**EXERCISE MATERIALS**

>>

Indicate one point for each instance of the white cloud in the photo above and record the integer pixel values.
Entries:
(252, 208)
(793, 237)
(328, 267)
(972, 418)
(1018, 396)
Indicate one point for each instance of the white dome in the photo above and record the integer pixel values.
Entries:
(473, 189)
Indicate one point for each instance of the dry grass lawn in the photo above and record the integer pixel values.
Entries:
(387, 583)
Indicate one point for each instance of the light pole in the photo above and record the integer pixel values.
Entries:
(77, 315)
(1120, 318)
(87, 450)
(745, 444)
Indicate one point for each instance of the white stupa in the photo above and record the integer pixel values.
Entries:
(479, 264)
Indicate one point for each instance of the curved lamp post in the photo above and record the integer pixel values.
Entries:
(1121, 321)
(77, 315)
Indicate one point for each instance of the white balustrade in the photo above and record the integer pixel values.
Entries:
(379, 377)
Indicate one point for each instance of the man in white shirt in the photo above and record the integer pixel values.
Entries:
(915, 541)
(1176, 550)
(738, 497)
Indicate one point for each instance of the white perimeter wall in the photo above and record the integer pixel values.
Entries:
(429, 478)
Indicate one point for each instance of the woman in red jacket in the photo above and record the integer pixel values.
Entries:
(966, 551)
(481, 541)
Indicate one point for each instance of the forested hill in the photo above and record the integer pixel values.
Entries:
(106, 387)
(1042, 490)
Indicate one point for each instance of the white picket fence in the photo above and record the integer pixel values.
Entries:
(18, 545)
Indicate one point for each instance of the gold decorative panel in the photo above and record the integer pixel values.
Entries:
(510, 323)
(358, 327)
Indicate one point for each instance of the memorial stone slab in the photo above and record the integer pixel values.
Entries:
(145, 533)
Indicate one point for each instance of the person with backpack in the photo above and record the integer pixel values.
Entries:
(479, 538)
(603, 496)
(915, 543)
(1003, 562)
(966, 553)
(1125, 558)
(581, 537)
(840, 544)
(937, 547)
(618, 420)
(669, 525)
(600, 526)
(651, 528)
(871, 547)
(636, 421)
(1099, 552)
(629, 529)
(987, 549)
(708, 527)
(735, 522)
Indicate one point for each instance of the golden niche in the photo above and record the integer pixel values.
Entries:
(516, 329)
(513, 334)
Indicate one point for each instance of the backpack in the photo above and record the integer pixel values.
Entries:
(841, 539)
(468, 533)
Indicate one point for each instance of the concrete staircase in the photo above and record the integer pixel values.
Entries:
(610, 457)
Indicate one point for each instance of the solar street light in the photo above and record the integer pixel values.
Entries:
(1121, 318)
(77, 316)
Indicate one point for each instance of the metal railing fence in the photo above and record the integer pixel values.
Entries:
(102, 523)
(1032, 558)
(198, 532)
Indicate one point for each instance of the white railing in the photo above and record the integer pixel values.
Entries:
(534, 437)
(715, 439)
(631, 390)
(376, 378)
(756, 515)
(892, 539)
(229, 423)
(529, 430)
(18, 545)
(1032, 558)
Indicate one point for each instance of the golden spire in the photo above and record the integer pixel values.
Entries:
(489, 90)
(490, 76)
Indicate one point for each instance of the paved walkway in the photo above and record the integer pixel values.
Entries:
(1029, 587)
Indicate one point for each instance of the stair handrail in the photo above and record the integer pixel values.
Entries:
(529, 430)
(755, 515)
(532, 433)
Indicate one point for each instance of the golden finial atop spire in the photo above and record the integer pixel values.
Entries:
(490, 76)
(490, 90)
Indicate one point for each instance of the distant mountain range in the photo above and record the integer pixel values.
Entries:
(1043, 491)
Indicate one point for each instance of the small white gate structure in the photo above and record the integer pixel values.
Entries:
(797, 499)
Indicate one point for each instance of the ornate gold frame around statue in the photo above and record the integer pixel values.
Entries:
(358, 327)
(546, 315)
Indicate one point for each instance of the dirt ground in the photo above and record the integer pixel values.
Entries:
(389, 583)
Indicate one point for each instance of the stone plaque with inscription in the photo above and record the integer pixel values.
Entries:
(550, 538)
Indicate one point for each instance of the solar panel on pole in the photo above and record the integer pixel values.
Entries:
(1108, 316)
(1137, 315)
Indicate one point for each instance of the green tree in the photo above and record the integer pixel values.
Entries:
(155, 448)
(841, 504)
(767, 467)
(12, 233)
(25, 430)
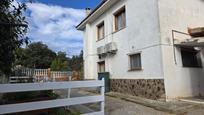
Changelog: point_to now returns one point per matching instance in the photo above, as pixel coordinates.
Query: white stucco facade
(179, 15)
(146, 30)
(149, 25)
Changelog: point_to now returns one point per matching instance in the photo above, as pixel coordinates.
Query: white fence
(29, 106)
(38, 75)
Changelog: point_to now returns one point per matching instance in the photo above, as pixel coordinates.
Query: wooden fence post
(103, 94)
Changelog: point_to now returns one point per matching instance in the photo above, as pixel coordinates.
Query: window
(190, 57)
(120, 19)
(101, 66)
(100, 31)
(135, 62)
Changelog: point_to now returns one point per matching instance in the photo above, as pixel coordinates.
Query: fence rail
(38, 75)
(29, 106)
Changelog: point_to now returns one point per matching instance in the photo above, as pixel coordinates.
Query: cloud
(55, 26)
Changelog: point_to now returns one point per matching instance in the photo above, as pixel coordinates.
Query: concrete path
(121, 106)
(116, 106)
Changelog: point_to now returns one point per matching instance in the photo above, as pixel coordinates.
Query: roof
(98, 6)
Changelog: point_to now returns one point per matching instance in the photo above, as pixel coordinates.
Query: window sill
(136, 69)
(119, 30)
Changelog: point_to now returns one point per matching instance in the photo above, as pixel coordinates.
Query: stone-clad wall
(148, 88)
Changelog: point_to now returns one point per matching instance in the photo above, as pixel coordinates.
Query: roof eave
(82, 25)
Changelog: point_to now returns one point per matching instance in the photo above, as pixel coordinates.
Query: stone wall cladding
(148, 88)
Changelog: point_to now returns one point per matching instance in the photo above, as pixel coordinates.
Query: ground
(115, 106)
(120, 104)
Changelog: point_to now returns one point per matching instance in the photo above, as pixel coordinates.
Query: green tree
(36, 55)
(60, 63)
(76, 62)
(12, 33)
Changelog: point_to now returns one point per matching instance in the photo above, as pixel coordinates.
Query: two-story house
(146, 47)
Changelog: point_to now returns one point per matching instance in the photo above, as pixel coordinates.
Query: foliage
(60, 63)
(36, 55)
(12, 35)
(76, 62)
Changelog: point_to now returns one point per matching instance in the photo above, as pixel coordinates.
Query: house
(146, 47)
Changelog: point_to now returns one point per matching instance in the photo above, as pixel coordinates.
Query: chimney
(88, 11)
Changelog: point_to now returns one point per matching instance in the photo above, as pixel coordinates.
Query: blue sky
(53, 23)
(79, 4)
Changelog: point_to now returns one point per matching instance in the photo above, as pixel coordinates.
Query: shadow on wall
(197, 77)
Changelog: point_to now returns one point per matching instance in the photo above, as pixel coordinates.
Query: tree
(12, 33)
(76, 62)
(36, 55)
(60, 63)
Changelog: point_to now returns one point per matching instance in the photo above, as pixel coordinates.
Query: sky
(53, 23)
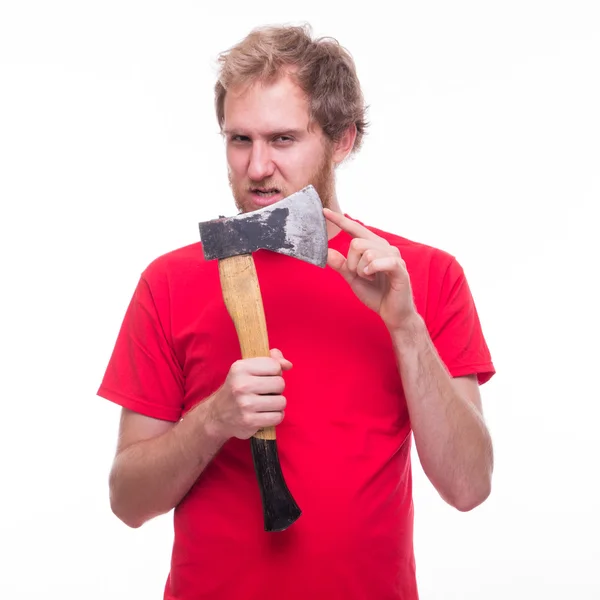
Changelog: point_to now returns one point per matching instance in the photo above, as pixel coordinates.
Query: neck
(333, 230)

<<

**TASK**
Every line of the listing must be reproduced exactly, though the pictures are to be left out.

**WORKED SOLUTION**
Indicate one point for each instance of the white cloud in the photo above and record the integer pixel values.
Entries:
(252, 208)
(793, 237)
(328, 267)
(972, 418)
(1018, 396)
Indicate one point for each instance of the white dome in the photo above and record the integer pixel values.
Entries:
(473, 189)
Indicate one point for each instance of the dry grass lawn in the photo above and record the integer pixel values.
Entries:
(387, 583)
Indicate one point for each instance of the light pole in the photo above and record the integer pixel values.
Entries:
(77, 315)
(1120, 318)
(87, 450)
(745, 444)
Indicate one point for each instance of the white stupa in the photo above and record the integer pixel values.
Entries:
(479, 264)
Indicate one point for each instance of the curved lamp post in the photo above and record the integer pixel values.
Entries:
(1121, 321)
(77, 315)
Indicate one point for each instance of the white balustrade in the photo above and record the integer pixel values.
Entries:
(379, 377)
Indicate one point for each instance of the man in white shirt in the photo above and record the integer pixel values.
Entries:
(915, 541)
(1176, 550)
(738, 497)
Indicate one point for each instance of the white perimeter wall in the photo above and record the integer pixel values.
Entries:
(429, 478)
Indicate one point for each instance of the woman in red jacket in the photo above and record the integer pixel values.
Entries:
(966, 551)
(481, 541)
Indicate one point for each instance of the forested hill in the photo above and record the integer pixel values.
Entries:
(106, 387)
(1042, 490)
Indicate one point for each instance of the white picket fence in the photo above and record the integer pixel values.
Entries:
(18, 545)
Indicate one point for each instance of the gold decorative panel in the photo above and record the integer pixel values.
Entries:
(510, 323)
(358, 327)
Indicate one point for each instance of the memorial stone slab in the photo above and record the integer pixel values.
Entries:
(145, 533)
Indicate one point for each instance of the person with backpack in the photo above and record the integer pixel values.
Entries:
(479, 538)
(603, 496)
(915, 543)
(1003, 562)
(966, 553)
(1125, 558)
(581, 537)
(840, 544)
(937, 547)
(618, 420)
(669, 525)
(600, 526)
(651, 528)
(871, 547)
(636, 421)
(1099, 552)
(629, 529)
(987, 549)
(708, 527)
(735, 522)
Indicate one point for each instance of the golden niche in the photo above and record the integer pixel values.
Entries:
(516, 329)
(513, 334)
Indicate one point for each instance of the backpack in the photo above and record the integer pixel values.
Entries:
(841, 539)
(468, 533)
Indicate one point for each instance of the concrete staircase in the photo above and record the integer pixel values.
Entries:
(610, 457)
Indicate one point for each instance of the solar street light in the photo above and record the integer pixel values.
Entries:
(1121, 318)
(77, 316)
Indicate one point for each instance of the metal railing fence in the photo above and record the integer pixel values.
Entries:
(102, 523)
(1032, 558)
(198, 532)
Indicate one point for each instance of the white railing in the photo above and record the integer pixel values.
Entries:
(534, 437)
(715, 439)
(631, 390)
(376, 378)
(756, 515)
(892, 539)
(229, 423)
(529, 430)
(18, 545)
(1032, 558)
Indicate one point for each instance of the golden spire in the photo above and record the integer pixel values.
Entries:
(489, 90)
(490, 76)
Indicate one point for each instance of the paved walkway in the photo above and record the integer pixel values.
Entries:
(1029, 587)
Indicate one point for each instance of the stair handrail in the photo above and record the integer pixel values.
Entries:
(529, 430)
(755, 515)
(532, 433)
Indicate one point for each instance of the golden finial atop spire in the photo above and record the integer pixel values.
Entries:
(490, 76)
(490, 90)
Indicate one point for each instance of the distant mountain range in the photo above and record the integer pixel values.
Entries:
(1043, 491)
Indicate one point for each instance of the small white gate structure in the photo above and record the integer pixel values.
Entries:
(797, 499)
Indicate one point for each instance of the ornate gold frame around statue in the photo above and record the integer pixel values.
Entries:
(358, 327)
(546, 315)
Indicate one point for each instance of the dirt ground in the photo above and record the integer pixel values.
Entries:
(389, 583)
Indicate one point for each instance of the stone plaque with inscription in the photo above and record the integer pixel values.
Entries:
(550, 538)
Indicate one point for each instance of the solar panel on pole in the photo above and record the integer pixel values.
Entries:
(1108, 316)
(1137, 315)
Indicate one point for each instance of the green tree in the photo above and record the integer pixel values.
Entries:
(155, 448)
(841, 504)
(767, 467)
(12, 233)
(25, 430)
Changelog: point_to now returns one point per matching instance in the photo above, as pixel coordinates.
Query: white stucco facade
(179, 15)
(146, 30)
(149, 25)
Changelog: point_to now returns one point per matching instance in the photo above, as pixel coordinates.
Query: white fence
(29, 106)
(38, 75)
Changelog: point_to now returns one point per matching instance in the photo above, as pixel coordinates.
Query: wooden fence post
(103, 94)
Changelog: point_to now returns one point per matching instance in the photo above, as pixel coordinates.
Query: window
(190, 57)
(120, 19)
(101, 66)
(100, 31)
(135, 62)
Changelog: point_to now returns one point per matching instance in the photo above, as pixel coordinates.
Query: fence rail
(38, 75)
(29, 106)
Changelog: point_to now returns one point per matching instance in the photo above, as pixel coordinates.
Query: cloud
(55, 26)
Changelog: point_to now returns one point per matching instance in the photo above, as pixel coordinates.
Query: concrete path
(121, 106)
(116, 106)
Changelog: point_to now returns one point per matching instance in the photo above, as pixel coordinates.
Query: roof
(98, 6)
Changelog: point_to now returns one point per matching instance in the photo above, as pixel coordinates.
Query: window sill
(136, 69)
(119, 30)
Changelog: point_to now returns one point per matching instance in the photo above, as pixel coordinates.
Query: stone-clad wall
(148, 88)
Changelog: point_to now returns one point per matching instance in the photo above, as pixel coordinates.
Query: roof eave
(82, 25)
Changelog: point_to now returns one point per matching instance in the photo above, as pixel coordinates.
Query: stone wall cladding
(148, 88)
Changelog: point_to now returns one point per matching instance in the photo above, as pixel coordinates.
Query: ground
(115, 106)
(120, 104)
Changelog: point_to now returns one point per matching instance in the photo above, as pixel coordinates.
Query: green tree
(36, 55)
(60, 63)
(76, 62)
(12, 33)
Changelog: point_to now returns one point per matching instance in the photo above, as pixel coordinates.
Query: two-story house
(146, 47)
Changelog: point_to now returns one point per matching instance in the photo above, as pixel coordinates.
Query: foliage
(60, 63)
(36, 55)
(12, 35)
(76, 62)
Changelog: point_to now returns one point per matching instance in the photo above, as pixel coordinates.
Query: house
(146, 47)
Changelog: point_to now returns one point per matching instance in the photo above, as pixel coordinates.
Query: chimney
(88, 11)
Changelog: point_to now returns one point per matching instance in the photo above, as pixel coordinates.
Query: blue sky
(53, 23)
(79, 4)
Changelog: point_to now returns one point per matching instance in the photo above, as pixel coordinates.
Query: shadow on wall
(197, 77)
Changelog: point_to now returns one point per matching instance in the photo above, as pixel coordinates.
Query: tree
(12, 33)
(76, 62)
(36, 55)
(60, 63)
Changelog: point_to now returns one point per matching instance in the photo above, as pixel coordinates.
Query: sky
(53, 23)
Changelog: point_to now returns one point per matching instance in the photo above, as pixel coordinates.
Query: neck
(333, 230)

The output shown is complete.